WORK TO DO:
Copy out every line of the records below, unchanged and in the same order.

** BEGIN **

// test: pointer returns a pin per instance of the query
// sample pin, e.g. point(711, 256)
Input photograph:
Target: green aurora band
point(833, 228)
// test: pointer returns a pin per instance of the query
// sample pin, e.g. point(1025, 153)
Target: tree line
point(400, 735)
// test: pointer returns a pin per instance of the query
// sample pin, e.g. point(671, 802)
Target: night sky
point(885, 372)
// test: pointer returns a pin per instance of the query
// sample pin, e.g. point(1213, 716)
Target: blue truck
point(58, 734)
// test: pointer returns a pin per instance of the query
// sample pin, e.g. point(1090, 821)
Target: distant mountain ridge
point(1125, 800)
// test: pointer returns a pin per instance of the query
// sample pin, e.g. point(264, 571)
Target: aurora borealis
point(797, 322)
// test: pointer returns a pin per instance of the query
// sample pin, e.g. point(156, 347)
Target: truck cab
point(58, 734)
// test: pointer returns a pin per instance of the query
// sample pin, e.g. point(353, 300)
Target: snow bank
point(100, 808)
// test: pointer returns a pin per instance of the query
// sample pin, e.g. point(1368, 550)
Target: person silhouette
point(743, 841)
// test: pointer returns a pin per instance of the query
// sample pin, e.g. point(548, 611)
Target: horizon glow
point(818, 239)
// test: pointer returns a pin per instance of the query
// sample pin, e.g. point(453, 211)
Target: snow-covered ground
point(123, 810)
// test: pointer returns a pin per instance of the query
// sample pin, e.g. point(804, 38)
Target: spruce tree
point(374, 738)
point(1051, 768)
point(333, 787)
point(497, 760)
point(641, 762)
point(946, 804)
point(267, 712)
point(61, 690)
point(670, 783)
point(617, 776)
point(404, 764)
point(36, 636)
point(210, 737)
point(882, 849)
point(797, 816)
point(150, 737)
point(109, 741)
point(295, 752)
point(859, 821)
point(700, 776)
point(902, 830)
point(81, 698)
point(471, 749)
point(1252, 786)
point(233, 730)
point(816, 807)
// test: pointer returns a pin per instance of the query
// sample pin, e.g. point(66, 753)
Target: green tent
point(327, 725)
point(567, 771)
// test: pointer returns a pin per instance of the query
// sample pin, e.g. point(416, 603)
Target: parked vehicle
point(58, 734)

** END **

SOLUTION FOR THIS TASK:
// test: pointer returns a pin per instance of the query
// sample pin, e.g. point(711, 256)
Input photograph:
Target: green aurora band
point(833, 228)
// test: pointer returns a pin per instance of the query
// sample pin, e.g. point(1025, 153)
Target: tree line
point(400, 735)
// test: pointer returns a pin per instance of the query
// sample pin, e.g. point(671, 802)
Target: night sky
point(885, 372)
// test: pointer returns a pin per instance of the query
// sample pin, e.g. point(1213, 716)
Target: blue truck
point(58, 734)
// test: pointer returns a pin per instance of the query
// sample pin, e.g. point(1090, 821)
Target: distant mountain ridge
point(1125, 800)
// test: pointer returns a pin per instance of the query
// sample pin, e.g. point(264, 571)
Target: aurora borealis
point(797, 322)
// test: pointer returns a pin per instance of the query
// sample pin, e.g. point(156, 347)
Target: truck cab
point(58, 734)
// test: pointer returns a pin per instance of the query
// sample pin, e.g. point(353, 300)
Target: snow bank
point(100, 808)
// test: pointer returns a pin per instance of the query
// sample pin, e.g. point(1368, 550)
Target: person silhouette
point(743, 841)
// test: pointer returns a pin per instance of the query
// sample pin, e.g. point(548, 611)
Target: horizon glow
point(818, 239)
// test: pointer returns a pin per instance of the query
// sample pin, e.g. point(453, 211)
Target: snow-covered ground
point(123, 810)
// test: pointer returns a pin per instance of the query
// sample pin, e.g. point(804, 38)
Target: spruce tree
point(374, 738)
point(1051, 768)
point(333, 787)
point(497, 760)
point(641, 762)
point(946, 804)
point(267, 712)
point(61, 690)
point(670, 783)
point(617, 776)
point(404, 764)
point(36, 636)
point(210, 737)
point(882, 849)
point(797, 816)
point(150, 737)
point(109, 741)
point(295, 752)
point(859, 821)
point(700, 776)
point(902, 830)
point(81, 698)
point(471, 749)
point(1252, 786)
point(233, 730)
point(816, 807)
// test: pointer returns a pin per instance of the query
// sample pin, e.g. point(66, 753)
Target: green tent
point(327, 725)
point(567, 771)
// test: pointer returns a pin per instance of the query
// sample pin, e.g. point(416, 603)
Target: parked vehicle
point(58, 734)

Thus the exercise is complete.